#### Problem description:
Please quote every line word for word.

#### Data for the task:
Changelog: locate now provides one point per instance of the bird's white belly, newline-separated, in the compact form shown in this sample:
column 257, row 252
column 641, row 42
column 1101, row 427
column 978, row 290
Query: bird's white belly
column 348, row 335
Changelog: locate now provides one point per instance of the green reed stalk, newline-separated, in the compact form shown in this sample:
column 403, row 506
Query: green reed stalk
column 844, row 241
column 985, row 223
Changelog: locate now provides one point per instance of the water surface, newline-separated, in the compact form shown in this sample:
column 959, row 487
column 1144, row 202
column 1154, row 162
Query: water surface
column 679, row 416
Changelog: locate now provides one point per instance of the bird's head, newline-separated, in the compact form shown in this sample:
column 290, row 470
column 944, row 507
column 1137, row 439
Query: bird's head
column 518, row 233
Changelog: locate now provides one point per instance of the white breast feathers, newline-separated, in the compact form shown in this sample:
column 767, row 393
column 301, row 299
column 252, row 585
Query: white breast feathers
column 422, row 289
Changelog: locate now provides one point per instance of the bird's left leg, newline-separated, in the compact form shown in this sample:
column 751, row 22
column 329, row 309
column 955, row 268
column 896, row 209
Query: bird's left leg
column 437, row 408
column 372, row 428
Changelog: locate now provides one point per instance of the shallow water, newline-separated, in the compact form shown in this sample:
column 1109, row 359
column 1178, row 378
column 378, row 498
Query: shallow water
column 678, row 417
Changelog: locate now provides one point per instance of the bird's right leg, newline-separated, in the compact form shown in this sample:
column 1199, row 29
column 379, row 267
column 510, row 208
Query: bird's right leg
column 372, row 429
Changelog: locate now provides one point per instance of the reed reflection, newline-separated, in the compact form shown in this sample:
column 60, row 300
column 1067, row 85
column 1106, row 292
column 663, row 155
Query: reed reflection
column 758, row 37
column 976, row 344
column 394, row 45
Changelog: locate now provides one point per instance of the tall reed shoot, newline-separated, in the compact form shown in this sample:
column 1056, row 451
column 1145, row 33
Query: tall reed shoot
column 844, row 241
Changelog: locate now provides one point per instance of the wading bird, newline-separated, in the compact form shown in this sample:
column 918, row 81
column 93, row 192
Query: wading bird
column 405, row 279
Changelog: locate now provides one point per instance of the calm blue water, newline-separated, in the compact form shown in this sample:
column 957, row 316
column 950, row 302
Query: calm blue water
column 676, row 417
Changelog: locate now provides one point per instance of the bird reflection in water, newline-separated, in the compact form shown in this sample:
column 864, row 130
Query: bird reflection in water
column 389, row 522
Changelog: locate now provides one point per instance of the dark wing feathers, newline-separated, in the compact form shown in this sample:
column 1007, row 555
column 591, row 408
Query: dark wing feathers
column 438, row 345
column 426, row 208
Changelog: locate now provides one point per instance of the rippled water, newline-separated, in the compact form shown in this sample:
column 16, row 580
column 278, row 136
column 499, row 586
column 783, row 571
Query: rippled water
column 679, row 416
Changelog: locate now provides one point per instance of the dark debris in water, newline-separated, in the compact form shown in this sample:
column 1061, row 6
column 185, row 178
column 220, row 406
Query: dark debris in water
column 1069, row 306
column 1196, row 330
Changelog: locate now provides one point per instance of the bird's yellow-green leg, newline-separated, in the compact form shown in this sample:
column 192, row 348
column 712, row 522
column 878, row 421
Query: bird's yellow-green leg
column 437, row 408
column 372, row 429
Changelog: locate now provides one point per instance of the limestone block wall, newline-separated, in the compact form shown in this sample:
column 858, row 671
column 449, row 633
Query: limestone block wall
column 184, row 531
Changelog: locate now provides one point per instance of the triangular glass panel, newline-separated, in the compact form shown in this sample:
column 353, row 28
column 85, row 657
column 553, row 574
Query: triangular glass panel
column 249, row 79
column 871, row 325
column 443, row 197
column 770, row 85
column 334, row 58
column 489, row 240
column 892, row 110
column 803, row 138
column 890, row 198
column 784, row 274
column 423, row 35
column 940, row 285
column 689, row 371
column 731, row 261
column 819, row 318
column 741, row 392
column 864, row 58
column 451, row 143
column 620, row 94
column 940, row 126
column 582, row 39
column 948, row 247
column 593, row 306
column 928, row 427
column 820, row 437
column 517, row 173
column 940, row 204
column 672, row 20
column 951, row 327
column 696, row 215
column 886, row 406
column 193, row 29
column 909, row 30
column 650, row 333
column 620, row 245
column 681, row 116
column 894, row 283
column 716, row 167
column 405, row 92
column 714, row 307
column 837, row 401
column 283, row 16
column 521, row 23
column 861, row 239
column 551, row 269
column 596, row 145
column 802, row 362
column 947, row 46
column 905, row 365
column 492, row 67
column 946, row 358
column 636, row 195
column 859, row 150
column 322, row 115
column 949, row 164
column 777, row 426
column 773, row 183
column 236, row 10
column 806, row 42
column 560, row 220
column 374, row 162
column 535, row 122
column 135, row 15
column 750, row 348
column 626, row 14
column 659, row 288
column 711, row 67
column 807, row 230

#### Output of the exercise:
Changelog: locate now provides one point per instance of the bird's white belly, newline-separated, in the compact form shown in this sample:
column 257, row 252
column 641, row 42
column 1101, row 427
column 978, row 290
Query: bird's white belly
column 348, row 335
Changelog: locate now provides one point per instance of the green reed stalk, newline-separated, in the compact form shown in this sample:
column 403, row 506
Query: green reed stalk
column 844, row 241
column 985, row 223
Changelog: locate now provides one point per instance of the water surface, newline-separated, in the compact form shown in this sample:
column 959, row 487
column 1144, row 202
column 1154, row 162
Query: water surface
column 679, row 416
Changelog: locate now provides one point per instance of the bird's head, newline-separated, in the compact form shown in this sample:
column 290, row 470
column 944, row 507
column 1137, row 439
Query: bird's head
column 518, row 233
Changelog: locate now provides one point per instance of the white breast feathers, newline-separated, in the compact form shown in this sample:
column 767, row 393
column 301, row 299
column 252, row 585
Query: white breast feathers
column 422, row 289
Changelog: locate now provides one point per instance of the bird's left leg, newline-separated, in the compact form shown in this sample:
column 751, row 22
column 329, row 309
column 955, row 268
column 896, row 209
Query: bird's left leg
column 437, row 408
column 372, row 428
Changelog: locate now provides one point per instance of the shallow water, newline-separated, in the compact form shown in this sample:
column 1109, row 359
column 1178, row 378
column 378, row 498
Query: shallow water
column 678, row 417
Changelog: locate now provides one point per instance of the bird's right leg, newline-separated, in the compact form shown in this sample:
column 1199, row 29
column 379, row 267
column 510, row 208
Query: bird's right leg
column 372, row 429
Changelog: locate now provides one point per instance of the reed reflection, newline-separated, in the compact form shown in this sample:
column 60, row 300
column 1067, row 85
column 1106, row 292
column 663, row 155
Query: reed reflection
column 758, row 37
column 976, row 344
column 394, row 45
Changelog: locate now provides one point per instance of the tall reed shoot, newline-separated, in the compact form shown in this sample:
column 1056, row 451
column 1145, row 33
Query: tall reed shoot
column 844, row 241
Changelog: locate now provides one point per instance of the wading bird, newline-separated, in the compact form shown in this sample:
column 918, row 81
column 93, row 192
Query: wading bird
column 405, row 279
Changelog: locate now provides one point per instance of the calm blue water, newline-separated, in the compact form shown in this sample:
column 957, row 316
column 950, row 302
Query: calm blue water
column 676, row 417
Changelog: locate now provides one point per instance of the bird reflection in water, newline-separated, in the compact form shown in this sample:
column 864, row 130
Query: bird reflection in water
column 389, row 522
Changelog: locate now provides one point per instance of the dark wing feathers, newline-separated, in the compact form shown in this sample:
column 1007, row 555
column 591, row 408
Query: dark wing feathers
column 438, row 345
column 426, row 208
Changelog: locate now provides one point per instance of the rippled water, newline-separated, in the compact form shown in this sample:
column 16, row 580
column 278, row 136
column 499, row 586
column 783, row 571
Query: rippled water
column 679, row 416
Changelog: locate now provides one point per instance of the dark debris in water, newline-separated, in the compact form shown in this sample:
column 1061, row 6
column 185, row 178
column 220, row 406
Query: dark debris in water
column 1069, row 306
column 1196, row 330
Changelog: locate now provides one point per instance of the bird's yellow-green leg, newline-separated, in the compact form shown in this sample:
column 192, row 348
column 712, row 522
column 878, row 421
Query: bird's yellow-green leg
column 437, row 408
column 372, row 429
Changelog: locate now provides one point per instance of the limestone block wall, newline-separated, in the compact form shown in this sample:
column 858, row 671
column 449, row 633
Query: limestone block wall
column 184, row 531
Changelog: locate now provides one point per instance of the triangular glass panel, newline-separated, in the compact form shown in this sample:
column 353, row 28
column 85, row 657
column 553, row 574
Query: triangular glass panel
column 249, row 79
column 871, row 325
column 443, row 197
column 770, row 85
column 334, row 58
column 489, row 240
column 892, row 110
column 803, row 138
column 890, row 198
column 784, row 274
column 423, row 35
column 940, row 285
column 689, row 371
column 731, row 261
column 819, row 318
column 741, row 392
column 864, row 58
column 451, row 143
column 620, row 94
column 940, row 126
column 582, row 39
column 948, row 247
column 593, row 306
column 928, row 427
column 820, row 437
column 517, row 173
column 940, row 204
column 672, row 20
column 951, row 327
column 696, row 215
column 886, row 406
column 193, row 29
column 909, row 30
column 650, row 333
column 620, row 245
column 681, row 116
column 894, row 283
column 716, row 167
column 405, row 92
column 714, row 307
column 837, row 401
column 283, row 16
column 521, row 23
column 861, row 239
column 551, row 269
column 596, row 145
column 802, row 362
column 947, row 46
column 905, row 365
column 492, row 67
column 946, row 358
column 636, row 195
column 859, row 150
column 322, row 115
column 949, row 164
column 777, row 426
column 773, row 183
column 236, row 10
column 806, row 42
column 560, row 220
column 374, row 162
column 535, row 122
column 135, row 15
column 750, row 348
column 626, row 14
column 659, row 288
column 711, row 67
column 807, row 230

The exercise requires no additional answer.